But it is statelessness that brings out the fury and frustration of Rahman. “Our own country [Myanmar] doesn’t even recognize us as Rohingya. The Bangladesh government doesn’t allow us to move anywhere outside the camp.”
“As citizens of nowhere, we are trapped on a bare hillside in a foreign country with no hope,” Rahman said.
Many of the refugees said that their concerns have switched from everyday survival to longer-term worries as the prospect for speedy repatriation dwindles.
Mohib Ullah, who has emerged as a Rohingya leader trying to galvanize international, political and financial support for the refugees, states that they want to return to their homeland but only after their identity and security are ensured.
The Bangladesh government has so far organized several official repatriation attempts that have failed because refugees have been unwilling to return, saying they feared persecution and abuse in Myanmar.
The UN refugee agency also agreed that the conditions in Rakhine State are not yet conducive to voluntary, safe, and dignified return of the Rohingya.
How hospitable is Bangladesh?
“Myanmar is still too unsafe for our return,” said Ullah, “But if we have to stay here in the camps for a longer period, we would like the Rohingyas to benefit from education, security, refugee status, and employment.”
“We also need better healthcare,” Ullah added, “The COVID-19 pandemic has revealed how fragile the healthcare system of the camp is.” A total of 88 cases of the coronavirus have already been found in the camps and six people have died.
Human Rights Watch (HRW)—the U.S. based watchdog said that Bangladesh commendably opened its borders when the Rohingya were fleeing persecution, but the government’s policies over the past years have put refugees’ lives at serious risk and violated their basic rights.

■ DATA SUPPLIED:

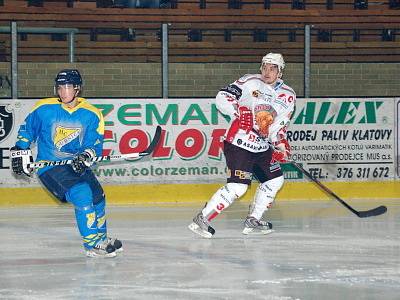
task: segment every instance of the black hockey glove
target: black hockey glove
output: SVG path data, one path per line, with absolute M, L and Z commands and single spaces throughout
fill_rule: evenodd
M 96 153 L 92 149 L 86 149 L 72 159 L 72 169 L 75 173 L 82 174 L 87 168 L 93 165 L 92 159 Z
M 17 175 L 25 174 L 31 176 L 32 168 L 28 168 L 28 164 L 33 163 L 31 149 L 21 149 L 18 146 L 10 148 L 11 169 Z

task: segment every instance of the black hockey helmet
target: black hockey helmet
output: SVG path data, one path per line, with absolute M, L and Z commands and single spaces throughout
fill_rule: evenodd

--

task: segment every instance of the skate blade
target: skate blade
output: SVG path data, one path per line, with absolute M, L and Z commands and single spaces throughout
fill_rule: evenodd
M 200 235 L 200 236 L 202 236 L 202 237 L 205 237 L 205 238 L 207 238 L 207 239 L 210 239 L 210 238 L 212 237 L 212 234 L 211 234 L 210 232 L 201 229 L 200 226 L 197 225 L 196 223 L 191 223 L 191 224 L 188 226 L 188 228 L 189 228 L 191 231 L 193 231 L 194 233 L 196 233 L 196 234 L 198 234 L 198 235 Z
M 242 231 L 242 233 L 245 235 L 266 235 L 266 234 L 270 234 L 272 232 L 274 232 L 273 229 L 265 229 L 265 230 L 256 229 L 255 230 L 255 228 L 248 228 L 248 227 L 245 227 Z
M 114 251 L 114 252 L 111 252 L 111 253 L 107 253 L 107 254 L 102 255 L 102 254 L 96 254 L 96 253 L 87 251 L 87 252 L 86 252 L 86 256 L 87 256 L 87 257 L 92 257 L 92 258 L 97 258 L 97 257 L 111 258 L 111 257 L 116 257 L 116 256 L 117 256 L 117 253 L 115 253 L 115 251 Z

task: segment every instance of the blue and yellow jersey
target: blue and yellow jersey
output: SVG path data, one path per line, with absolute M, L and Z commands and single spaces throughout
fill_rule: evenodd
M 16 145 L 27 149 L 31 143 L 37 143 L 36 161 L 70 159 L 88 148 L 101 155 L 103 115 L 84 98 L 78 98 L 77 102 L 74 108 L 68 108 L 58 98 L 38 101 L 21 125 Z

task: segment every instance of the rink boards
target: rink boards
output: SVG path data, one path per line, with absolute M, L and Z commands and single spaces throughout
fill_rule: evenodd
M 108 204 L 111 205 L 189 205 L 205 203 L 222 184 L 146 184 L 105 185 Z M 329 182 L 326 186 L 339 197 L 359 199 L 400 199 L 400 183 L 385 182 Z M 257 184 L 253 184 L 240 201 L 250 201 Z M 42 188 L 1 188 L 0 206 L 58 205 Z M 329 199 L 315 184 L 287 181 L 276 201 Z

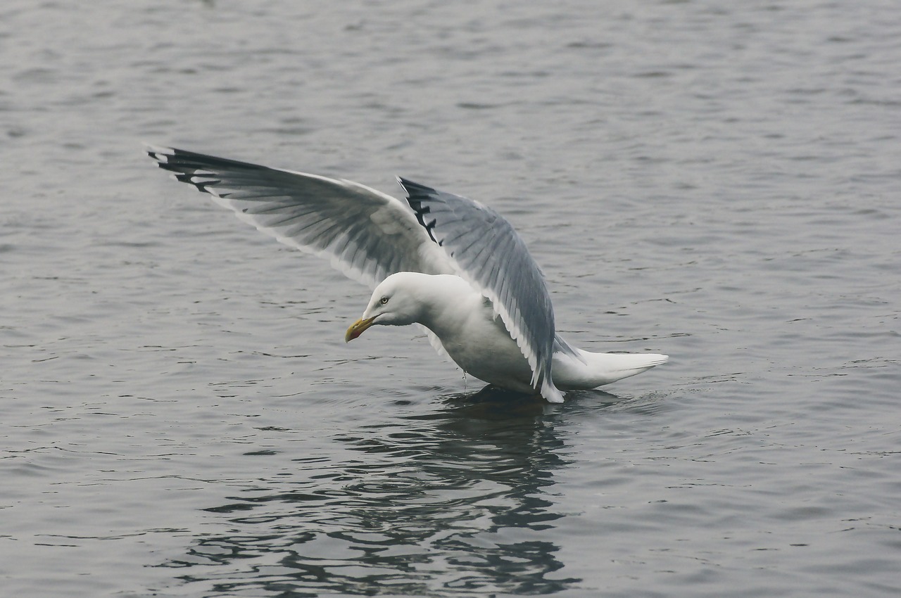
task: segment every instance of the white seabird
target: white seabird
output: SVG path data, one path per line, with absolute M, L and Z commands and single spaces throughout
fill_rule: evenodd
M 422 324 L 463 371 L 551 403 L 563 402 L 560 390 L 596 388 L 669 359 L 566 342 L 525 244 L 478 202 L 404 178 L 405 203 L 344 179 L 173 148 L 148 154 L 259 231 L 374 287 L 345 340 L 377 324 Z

■ EXERCISES:
A. Reproduce the passage of the Rohingya refugee excerpt running from "The Bangladesh government has" to "of the Rohingya.".
B. Decide whether the Rohingya refugee excerpt supports each statement, answering yes or no and quoting the words that settle it: (i) The UN refugee agency considers conditions in Rakhine State suitable for the Rohingya to return. (ii) Six people in the camps have died of the coronavirus. (iii) Human Rights Watch is based in the United States.
C. Summarize the Rohingya refugee excerpt in two sentences.
Rely only on the excerpt about Rohingya refugees for everything asked here.

■ TASK-BY-TASK ANSWERS:
A.
The Bangladesh government has so far organized several official repatriation attempts that have failed because refugees have been unwilling to return, saying they feared persecution and abuse in Myanmar.
The UN refugee agency also agreed that the conditions in Rakhine State are not yet conducive to voluntary, safe, and dignified return of the Rohingya.

B.
(i) No: "the conditions in Rakhine State are not yet conducive to voluntary, safe, and dignified return of the Rohingya."
(ii) Yes: "six people have died."
(iii) Yes: "Human Rights Watch (HRW)—the U.S. based watchdog"

C. Stateless Rohingya refugees confined to camps in Bangladesh now worry more about the long term, because they refuse repatriation to Myanmar until their identity and security are ensured, and the UN refugee agency agrees that conditions in Rakhine State are not yet right for return. Their leader Mohib Ullah asks for education, security, refugee status, employment and better healthcare in the camps, while Human Rights Watch says Bangladesh's policies have put refugees' lives at serious risk and violated their basic rights.